┌──

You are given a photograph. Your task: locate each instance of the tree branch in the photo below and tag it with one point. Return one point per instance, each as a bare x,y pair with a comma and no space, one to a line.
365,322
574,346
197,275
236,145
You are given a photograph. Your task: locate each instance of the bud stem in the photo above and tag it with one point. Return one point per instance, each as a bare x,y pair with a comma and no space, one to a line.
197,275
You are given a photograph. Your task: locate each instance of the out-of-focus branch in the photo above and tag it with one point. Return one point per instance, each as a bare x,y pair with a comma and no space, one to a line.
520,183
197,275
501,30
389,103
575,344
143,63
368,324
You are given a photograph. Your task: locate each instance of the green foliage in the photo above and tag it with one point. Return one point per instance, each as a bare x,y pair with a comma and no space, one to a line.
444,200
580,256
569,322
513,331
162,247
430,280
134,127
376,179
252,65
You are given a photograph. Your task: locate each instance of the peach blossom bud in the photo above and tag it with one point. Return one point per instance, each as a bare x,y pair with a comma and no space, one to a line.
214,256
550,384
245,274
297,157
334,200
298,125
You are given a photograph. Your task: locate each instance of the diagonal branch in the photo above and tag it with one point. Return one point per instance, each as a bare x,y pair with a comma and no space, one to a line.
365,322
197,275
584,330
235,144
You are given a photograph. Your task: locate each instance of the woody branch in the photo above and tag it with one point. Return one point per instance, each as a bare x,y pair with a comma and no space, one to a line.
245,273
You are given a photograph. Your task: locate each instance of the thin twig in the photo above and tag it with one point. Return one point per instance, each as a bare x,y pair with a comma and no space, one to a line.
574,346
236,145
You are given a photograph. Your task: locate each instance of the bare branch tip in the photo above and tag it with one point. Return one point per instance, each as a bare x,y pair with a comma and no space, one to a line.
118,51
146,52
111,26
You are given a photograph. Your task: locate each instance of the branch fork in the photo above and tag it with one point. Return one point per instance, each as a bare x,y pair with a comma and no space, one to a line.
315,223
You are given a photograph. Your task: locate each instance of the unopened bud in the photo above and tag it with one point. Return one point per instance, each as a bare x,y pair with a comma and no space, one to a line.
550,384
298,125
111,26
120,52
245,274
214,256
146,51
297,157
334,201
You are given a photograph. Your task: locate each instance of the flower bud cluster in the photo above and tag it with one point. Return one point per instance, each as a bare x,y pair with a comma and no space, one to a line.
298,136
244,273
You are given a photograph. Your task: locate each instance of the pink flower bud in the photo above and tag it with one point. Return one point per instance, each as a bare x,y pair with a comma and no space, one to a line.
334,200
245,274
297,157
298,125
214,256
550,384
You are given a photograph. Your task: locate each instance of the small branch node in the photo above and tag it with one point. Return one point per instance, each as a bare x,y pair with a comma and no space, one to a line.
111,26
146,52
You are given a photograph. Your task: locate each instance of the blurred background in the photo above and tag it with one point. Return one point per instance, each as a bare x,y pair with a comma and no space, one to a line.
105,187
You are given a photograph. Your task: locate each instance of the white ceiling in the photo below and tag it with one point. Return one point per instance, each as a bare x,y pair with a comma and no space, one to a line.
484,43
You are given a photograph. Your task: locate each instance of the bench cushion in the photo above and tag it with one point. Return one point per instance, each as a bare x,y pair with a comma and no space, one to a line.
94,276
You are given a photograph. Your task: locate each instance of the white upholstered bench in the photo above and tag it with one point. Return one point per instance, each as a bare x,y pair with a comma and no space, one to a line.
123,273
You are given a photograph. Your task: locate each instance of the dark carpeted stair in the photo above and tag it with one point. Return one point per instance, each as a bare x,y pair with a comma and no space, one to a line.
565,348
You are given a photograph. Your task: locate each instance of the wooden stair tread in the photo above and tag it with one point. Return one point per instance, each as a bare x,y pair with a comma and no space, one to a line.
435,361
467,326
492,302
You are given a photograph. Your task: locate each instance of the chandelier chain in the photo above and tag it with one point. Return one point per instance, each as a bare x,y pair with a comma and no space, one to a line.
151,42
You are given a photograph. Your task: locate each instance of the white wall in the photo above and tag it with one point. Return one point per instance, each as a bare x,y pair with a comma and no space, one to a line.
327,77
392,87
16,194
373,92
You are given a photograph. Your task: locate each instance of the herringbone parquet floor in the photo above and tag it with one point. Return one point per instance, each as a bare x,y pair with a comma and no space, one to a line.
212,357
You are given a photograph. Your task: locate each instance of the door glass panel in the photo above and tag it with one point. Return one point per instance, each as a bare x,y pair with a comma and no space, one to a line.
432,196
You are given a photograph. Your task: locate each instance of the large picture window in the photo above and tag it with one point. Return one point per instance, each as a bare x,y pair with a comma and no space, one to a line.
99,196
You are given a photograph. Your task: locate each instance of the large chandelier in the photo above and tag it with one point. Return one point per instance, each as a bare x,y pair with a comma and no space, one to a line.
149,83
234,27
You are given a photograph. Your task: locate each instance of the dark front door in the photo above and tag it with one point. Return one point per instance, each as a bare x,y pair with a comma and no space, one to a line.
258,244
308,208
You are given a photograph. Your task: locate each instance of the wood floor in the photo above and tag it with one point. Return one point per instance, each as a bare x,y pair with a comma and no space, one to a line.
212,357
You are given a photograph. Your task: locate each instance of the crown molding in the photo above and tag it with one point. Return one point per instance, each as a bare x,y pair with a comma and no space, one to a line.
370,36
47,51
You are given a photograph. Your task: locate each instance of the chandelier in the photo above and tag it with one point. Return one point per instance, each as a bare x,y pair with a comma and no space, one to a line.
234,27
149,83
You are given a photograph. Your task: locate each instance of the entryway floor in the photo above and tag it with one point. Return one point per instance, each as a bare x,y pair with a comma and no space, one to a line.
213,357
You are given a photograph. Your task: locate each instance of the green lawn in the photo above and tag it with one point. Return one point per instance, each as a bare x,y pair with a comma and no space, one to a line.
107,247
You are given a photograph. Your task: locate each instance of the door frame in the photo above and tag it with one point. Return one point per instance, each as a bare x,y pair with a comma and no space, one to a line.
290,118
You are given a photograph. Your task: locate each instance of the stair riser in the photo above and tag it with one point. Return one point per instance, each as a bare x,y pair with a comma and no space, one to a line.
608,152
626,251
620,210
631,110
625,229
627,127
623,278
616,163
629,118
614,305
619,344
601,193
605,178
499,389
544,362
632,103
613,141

└──

=== WHAT IS NEEDED ===
Reproduce the entries from the line containing "the large chandelier" through the last entry, swapping "stair riser" for "step riser" and leaving everything else unchanged.

=== TASK ANSWER ===
You are given a photograph. Your task: locate each instance of the large chandelier in the photo above and tag it with one point. Return one point per instance, each as a bare x,y pair with a comma and no space, one to a line.
149,83
234,27
You are given a photograph. Your task: locate each instance of the dark front door in the photo above and tag it with one point. Return one point per instance, each as a bare x,y pair with a comma and no space, one to a line.
258,244
308,208
You are given a photograph. Your task: locate each instance of the wood floor in the photo above and tag it with one point. Return one point per instance, each as a bare x,y pair with a comma and no space, one to a line.
212,357
You are given a photograph. Your task: locate each instance of the crown molding in the photo above and tag it with one point. Return one point per instance, each as a bare x,y pair with a comma and no space, one to a line.
370,36
47,51
You are given a photograph. Your task: locate each instance of the chandelier in the photo above and tag it with one point. Return one point per instance, each as a bare x,y pair with a comma and no space, one to a line.
234,27
149,83
You are given a photograph. Your task: locate each instance of the entryway floor in the photo above and tag it with one point. Return one point per instance, each as a bare x,y pair with a comma and no space, one to a line.
213,357
You are given a photograph. Your task: locate each instance of the green lawn in the photo above and tag it with one point. Return one point per instance, each as a bare x,y pair with a comma and no space, one to a line.
107,247
You are given a photograph. Your task: locate each instance of the door frame in the photo above and tag it with one point. Return one point per instance, each as a bare x,y pair with a comma and no space, one to a line.
290,118
You are given a photograph. Your task: locate each instance of the step riser in the photo above and tag it with one point. Return one point per instance, each as a bare x,y pair with a comma and no space, one to a line.
608,152
626,251
620,210
631,110
625,229
627,127
623,278
616,163
629,118
614,305
619,344
601,193
605,178
499,389
544,362
632,103
613,141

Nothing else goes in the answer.